--- Text section ---
Hapag-Lloyd chief executive Rolf Habben Jansen has flagged a shift in container shipping markets that could put the brakes on the exceptional rally.

He noted “the first signs” of container spot rates easing in some trades, as well as the growing impact of rising fuel and charter costs.

The comments were made as the Hamburg-based company confirmed that it tripled profits in the first half of the year.

Group profit was €8.7bn ($9.5bn) in the six months to the end of June, up from €2.72bn in the same period last year.

That “extraordinarily strong business performance” was a result of “significantly improved freight rates”, Habben Jansen said.

Average freight rates rose to $2,855 per teu from $1,612 per teu in the same period last year.

Together with a stronger US dollar, that lifted revenues to €17bn.

Cost increases

Habben Jansen said the carrier has been hit by a steep rise in all cost categories, which is increasing pressure on unit costs, including much higher expenses for container handling and chartering ships.

It was also hit by a 67% increase in the average bunker consumption price.

Bunkers in the first half averaged $703 per tonne, compared with $421 per tonne in the same period last year.

The results come as no surprise after the company upgraded its profit forecast on 28 July, upgrading projections for Ebitda in the range of $19.5bn to $21.5bn this year.

That is about $5bn higher than previously forecast in April and compares with Ebitda of €10bn in the first half.

The profit boost has helped lift shares in the German carrier to around €340 at the start of trading on Thursday, more than €100 higher than where they traded in early July.

This rise in share value has added about $17bn to the market capitalisation of the Frankfurt-listed outfit in recent weeks, according to companiesmarketcap.com.

Hapag-Lloyd said global supply chains remained under pressure in the first half because of persistent capacity bottlenecks in ports and congested hinterland infrastructures, resulting in longer turnaround times for ships and containers.

Transport volumes were on a par with the prior-year level, at 6m teu.

The company flagged future uncertainties due to the war in Ukraine and Covid-19.
--- Stored data ---
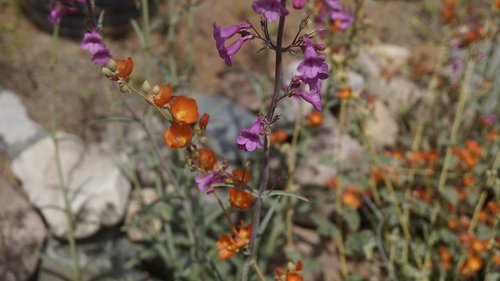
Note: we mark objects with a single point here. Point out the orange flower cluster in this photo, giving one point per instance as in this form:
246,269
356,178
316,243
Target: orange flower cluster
278,136
228,246
446,257
239,198
207,159
470,154
351,197
292,273
420,158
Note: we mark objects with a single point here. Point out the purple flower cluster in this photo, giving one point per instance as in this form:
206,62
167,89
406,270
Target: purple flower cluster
221,35
92,42
250,138
59,8
270,9
312,70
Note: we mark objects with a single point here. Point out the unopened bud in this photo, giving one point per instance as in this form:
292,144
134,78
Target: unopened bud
156,89
124,88
111,65
146,86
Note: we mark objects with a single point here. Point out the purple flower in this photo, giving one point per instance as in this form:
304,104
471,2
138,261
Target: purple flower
298,4
92,42
488,119
59,8
270,9
249,138
206,182
228,53
223,34
456,64
314,99
313,66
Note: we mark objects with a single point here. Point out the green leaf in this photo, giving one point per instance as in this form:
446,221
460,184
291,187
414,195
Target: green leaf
286,193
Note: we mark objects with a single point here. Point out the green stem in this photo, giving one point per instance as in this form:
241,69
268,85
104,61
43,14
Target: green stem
464,92
53,134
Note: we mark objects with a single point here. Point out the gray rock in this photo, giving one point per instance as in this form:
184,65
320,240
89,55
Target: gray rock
383,128
96,186
22,234
226,121
17,130
319,166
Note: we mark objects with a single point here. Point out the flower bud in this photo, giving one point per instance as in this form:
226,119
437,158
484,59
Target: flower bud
107,72
146,86
111,65
124,88
156,89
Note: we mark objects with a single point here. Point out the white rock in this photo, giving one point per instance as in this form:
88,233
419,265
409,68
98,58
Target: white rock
17,131
149,195
95,183
319,164
383,128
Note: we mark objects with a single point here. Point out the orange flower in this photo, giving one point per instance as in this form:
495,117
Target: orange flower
227,247
178,135
292,272
474,148
243,236
452,223
164,95
124,68
315,118
496,256
468,179
207,158
344,93
352,197
471,265
184,110
479,246
332,183
239,198
278,136
204,121
445,257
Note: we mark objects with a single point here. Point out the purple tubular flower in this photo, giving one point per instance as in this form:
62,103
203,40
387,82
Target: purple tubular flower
270,9
249,139
298,4
228,53
205,183
313,66
314,99
223,34
92,42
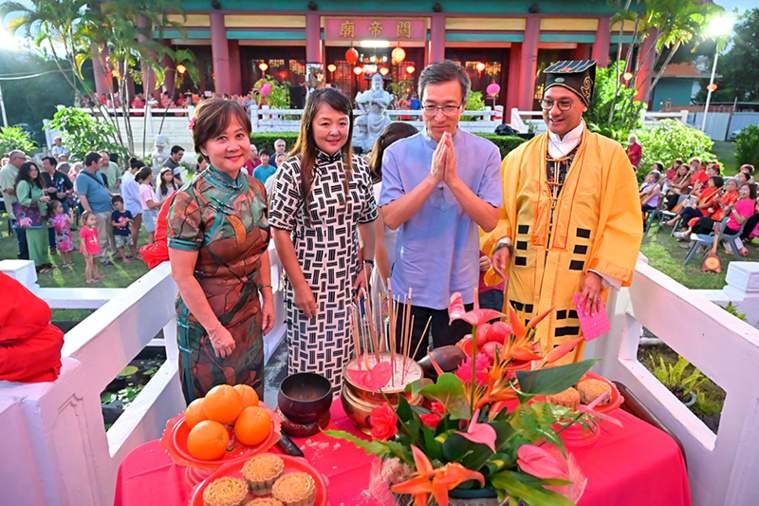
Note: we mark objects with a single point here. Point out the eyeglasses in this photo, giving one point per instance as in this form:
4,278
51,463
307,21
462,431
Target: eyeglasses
448,110
564,105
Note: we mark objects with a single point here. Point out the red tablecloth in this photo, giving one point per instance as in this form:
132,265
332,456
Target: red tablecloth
632,465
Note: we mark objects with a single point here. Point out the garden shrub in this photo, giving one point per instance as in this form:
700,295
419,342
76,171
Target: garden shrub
670,139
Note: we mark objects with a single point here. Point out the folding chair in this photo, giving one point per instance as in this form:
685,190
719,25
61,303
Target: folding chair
708,240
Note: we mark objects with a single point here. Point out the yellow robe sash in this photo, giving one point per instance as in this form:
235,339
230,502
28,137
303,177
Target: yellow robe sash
596,226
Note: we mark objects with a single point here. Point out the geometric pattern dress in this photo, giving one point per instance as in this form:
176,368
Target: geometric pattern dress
225,221
325,237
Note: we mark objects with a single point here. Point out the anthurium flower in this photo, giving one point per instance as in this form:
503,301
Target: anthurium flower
383,422
590,410
464,371
371,379
427,480
476,316
534,460
481,433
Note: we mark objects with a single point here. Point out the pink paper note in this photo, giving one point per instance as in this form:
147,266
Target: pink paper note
592,326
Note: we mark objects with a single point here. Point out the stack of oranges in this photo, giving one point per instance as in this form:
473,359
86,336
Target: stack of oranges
225,405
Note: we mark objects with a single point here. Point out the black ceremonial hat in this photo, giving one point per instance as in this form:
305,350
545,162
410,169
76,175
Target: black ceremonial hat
577,76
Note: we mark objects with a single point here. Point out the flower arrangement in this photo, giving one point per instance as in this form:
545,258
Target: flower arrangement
482,427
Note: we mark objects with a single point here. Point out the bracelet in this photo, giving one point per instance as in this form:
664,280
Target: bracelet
211,335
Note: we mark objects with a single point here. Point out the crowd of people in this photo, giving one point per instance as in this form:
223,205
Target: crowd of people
552,228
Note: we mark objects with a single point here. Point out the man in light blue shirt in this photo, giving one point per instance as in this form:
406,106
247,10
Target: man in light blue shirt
438,187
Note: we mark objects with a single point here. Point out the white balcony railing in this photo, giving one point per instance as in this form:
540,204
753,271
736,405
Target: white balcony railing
54,449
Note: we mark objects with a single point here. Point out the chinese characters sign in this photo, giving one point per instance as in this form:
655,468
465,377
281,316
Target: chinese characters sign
375,28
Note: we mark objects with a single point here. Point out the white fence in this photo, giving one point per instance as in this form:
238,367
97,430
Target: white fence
532,121
54,449
722,467
174,123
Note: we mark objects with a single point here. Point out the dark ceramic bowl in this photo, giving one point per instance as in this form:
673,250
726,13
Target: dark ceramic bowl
305,397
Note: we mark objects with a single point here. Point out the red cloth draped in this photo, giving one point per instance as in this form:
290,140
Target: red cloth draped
158,252
30,347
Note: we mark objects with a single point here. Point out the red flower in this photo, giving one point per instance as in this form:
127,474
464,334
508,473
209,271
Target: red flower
430,419
383,422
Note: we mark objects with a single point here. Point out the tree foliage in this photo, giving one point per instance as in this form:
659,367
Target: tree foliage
626,113
15,138
670,139
81,133
740,65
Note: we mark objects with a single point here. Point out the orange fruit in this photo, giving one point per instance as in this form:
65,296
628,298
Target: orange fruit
248,394
253,426
222,403
194,413
207,440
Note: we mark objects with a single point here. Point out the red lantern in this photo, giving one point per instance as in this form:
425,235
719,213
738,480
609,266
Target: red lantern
351,55
398,54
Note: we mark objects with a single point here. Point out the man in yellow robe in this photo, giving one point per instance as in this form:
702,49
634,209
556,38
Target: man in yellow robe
571,217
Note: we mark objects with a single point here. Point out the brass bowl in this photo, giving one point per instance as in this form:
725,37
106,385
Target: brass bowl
359,402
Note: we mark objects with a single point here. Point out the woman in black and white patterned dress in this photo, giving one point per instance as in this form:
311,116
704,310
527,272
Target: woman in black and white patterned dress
319,248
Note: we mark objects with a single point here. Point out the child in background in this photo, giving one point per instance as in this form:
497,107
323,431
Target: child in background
121,219
147,199
167,186
89,246
264,171
61,224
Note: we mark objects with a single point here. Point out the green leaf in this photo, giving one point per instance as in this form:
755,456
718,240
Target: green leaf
552,380
506,480
371,447
449,391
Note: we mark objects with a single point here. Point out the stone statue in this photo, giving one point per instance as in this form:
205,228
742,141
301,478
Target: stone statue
159,155
374,102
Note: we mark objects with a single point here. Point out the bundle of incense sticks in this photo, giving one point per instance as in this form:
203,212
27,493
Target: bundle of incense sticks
369,340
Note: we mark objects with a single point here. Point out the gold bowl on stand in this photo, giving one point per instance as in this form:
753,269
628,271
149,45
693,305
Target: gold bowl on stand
359,402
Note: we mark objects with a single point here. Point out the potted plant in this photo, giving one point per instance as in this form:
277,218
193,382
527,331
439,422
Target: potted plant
482,432
673,377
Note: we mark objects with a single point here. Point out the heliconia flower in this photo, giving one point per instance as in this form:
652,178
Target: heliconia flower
481,433
590,410
427,480
536,461
476,316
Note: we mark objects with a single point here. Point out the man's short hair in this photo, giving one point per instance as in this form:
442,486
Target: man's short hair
91,158
442,72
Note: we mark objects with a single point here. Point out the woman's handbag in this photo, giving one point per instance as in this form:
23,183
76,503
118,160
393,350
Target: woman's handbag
27,217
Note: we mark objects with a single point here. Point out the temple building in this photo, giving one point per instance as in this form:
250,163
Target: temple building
504,42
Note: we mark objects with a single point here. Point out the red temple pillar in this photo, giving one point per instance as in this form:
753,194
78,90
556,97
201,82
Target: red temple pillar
643,81
100,70
512,91
314,38
437,38
529,64
601,47
235,79
220,52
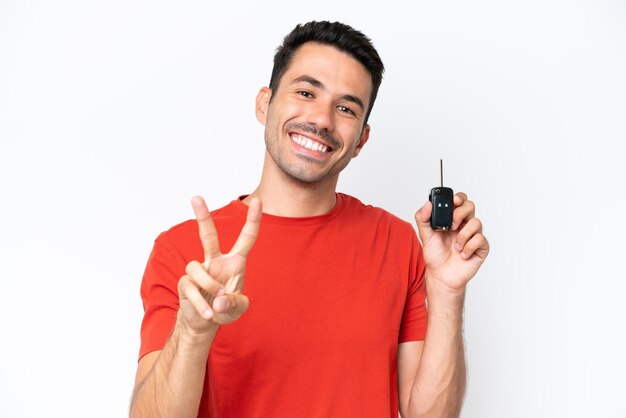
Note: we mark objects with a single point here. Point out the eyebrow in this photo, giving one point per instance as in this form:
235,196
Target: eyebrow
318,84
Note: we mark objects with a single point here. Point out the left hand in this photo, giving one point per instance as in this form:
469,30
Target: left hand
453,257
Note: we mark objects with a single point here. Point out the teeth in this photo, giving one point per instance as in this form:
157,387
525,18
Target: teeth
309,144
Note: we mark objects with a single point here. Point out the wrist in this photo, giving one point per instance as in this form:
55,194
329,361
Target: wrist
443,298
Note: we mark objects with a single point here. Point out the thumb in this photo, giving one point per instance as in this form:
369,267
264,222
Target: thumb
422,219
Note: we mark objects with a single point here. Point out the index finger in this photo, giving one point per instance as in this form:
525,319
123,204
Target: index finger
250,230
459,198
206,228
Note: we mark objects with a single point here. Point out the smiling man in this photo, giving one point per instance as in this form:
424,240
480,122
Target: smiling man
332,321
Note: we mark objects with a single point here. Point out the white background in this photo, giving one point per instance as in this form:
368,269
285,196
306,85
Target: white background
113,114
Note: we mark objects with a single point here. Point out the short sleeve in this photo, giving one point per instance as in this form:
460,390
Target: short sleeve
415,315
159,293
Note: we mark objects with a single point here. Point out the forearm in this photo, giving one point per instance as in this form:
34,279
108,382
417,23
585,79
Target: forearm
439,385
174,385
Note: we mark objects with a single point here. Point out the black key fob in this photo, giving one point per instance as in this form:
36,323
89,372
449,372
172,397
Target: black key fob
442,199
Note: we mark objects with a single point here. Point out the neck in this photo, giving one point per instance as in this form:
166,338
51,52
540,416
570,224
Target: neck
283,195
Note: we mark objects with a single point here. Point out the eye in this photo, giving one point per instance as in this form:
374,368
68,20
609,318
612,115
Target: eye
305,93
346,109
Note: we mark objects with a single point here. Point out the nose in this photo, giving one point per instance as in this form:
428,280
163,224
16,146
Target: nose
321,114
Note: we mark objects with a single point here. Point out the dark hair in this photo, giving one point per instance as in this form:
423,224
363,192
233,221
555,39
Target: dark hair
338,35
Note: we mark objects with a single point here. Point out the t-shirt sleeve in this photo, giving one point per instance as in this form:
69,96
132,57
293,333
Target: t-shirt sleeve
415,316
159,293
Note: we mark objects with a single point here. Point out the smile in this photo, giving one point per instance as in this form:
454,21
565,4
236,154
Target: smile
308,143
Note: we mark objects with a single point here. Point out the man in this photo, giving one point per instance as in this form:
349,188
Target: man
335,294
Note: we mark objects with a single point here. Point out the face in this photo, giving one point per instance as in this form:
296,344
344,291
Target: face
314,123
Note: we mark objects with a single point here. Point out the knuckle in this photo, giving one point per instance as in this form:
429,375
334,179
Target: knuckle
191,267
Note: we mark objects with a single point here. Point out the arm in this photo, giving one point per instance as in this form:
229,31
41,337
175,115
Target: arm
432,373
170,382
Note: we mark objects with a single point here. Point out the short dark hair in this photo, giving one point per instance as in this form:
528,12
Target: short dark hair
338,35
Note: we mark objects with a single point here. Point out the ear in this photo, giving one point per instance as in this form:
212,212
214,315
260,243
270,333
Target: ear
365,134
262,104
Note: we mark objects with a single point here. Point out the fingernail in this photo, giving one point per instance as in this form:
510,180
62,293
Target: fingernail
222,304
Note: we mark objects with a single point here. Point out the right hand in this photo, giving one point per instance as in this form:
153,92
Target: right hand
210,292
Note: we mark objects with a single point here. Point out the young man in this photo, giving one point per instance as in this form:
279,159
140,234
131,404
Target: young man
332,318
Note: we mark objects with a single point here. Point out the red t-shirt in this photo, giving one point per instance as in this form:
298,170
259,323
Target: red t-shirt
331,297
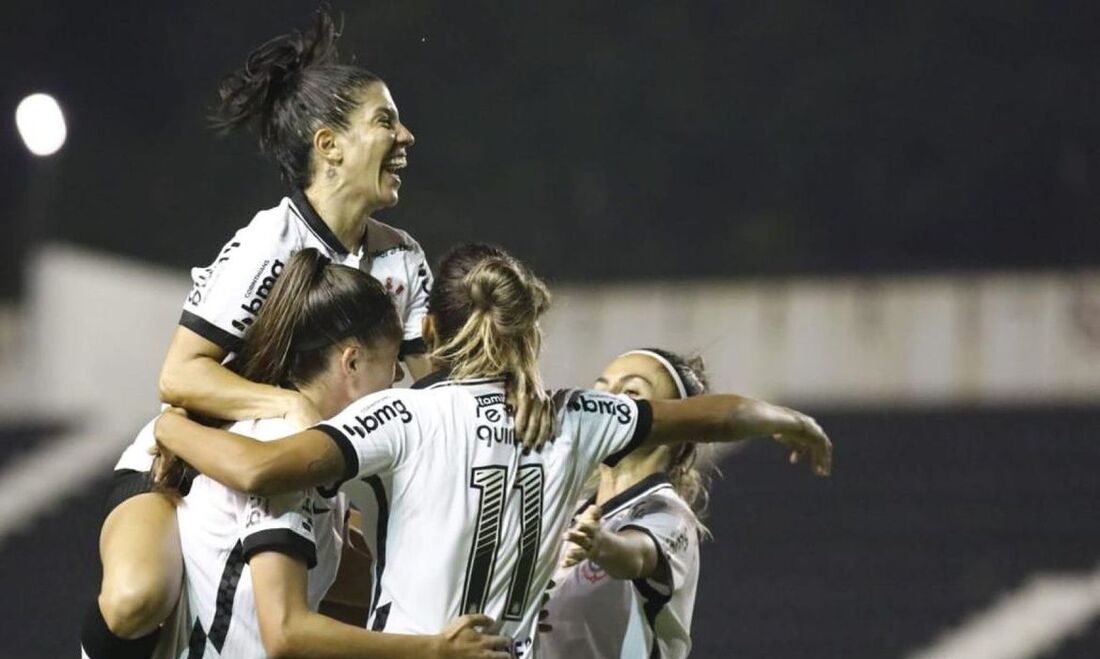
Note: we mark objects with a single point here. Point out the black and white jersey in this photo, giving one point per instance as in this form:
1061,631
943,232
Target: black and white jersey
466,523
595,616
228,294
220,529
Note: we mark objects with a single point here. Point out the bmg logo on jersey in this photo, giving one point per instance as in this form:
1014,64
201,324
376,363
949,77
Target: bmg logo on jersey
260,289
369,423
609,406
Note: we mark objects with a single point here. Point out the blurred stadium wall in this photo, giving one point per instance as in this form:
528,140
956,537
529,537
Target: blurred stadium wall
964,408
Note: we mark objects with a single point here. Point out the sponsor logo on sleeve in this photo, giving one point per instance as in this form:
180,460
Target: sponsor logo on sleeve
259,288
366,424
608,406
202,277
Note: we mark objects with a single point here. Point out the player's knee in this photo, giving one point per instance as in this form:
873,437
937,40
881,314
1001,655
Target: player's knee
---
▸ **Problem A**:
Decide whether each statement agrees with the Hapag-Lloyd article. Answer yes or no, and quote the deciding words.
(i) Average freight rates in the first half reached $2,855 per teu.
(ii) Transport volumes rose well above the prior-year level.
(iii) The average bunker consumption price went up by 67%.
▸ **Problem B**:
Return the part of the Hapag-Lloyd article starting at "Group profit was" and ending at "bunker consumption price.", copied word for word.
Nothing in the data is needed here.

▸ **Answer section A**:
(i) Yes: "Average freight rates rose to $2,855 per teu from $1,612 per teu in the same period last year."
(ii) No: "Transport volumes were on a par with the prior-year level, at 6m teu."
(iii) Yes: "It was also hit by a 67% increase in the average bunker consumption price."

▸ **Answer section B**:
Group profit was €8.7bn ($9.5bn) in the six months to the end of June, up from €2.72bn in the same period last year.

That “extraordinarily strong business performance” was a result of “significantly improved freight rates”, Habben Jansen said.

Average freight rates rose to $2,855 per teu from $1,612 per teu in the same period last year.

Together with a stronger US dollar, that lifted revenues to €17bn.

Cost increases

Habben Jansen said the carrier has been hit by a steep rise in all cost categories, which is increasing pressure on unit costs, including much higher expenses for container handling and chartering ships.

It was also hit by a 67% increase in the average bunker consumption price.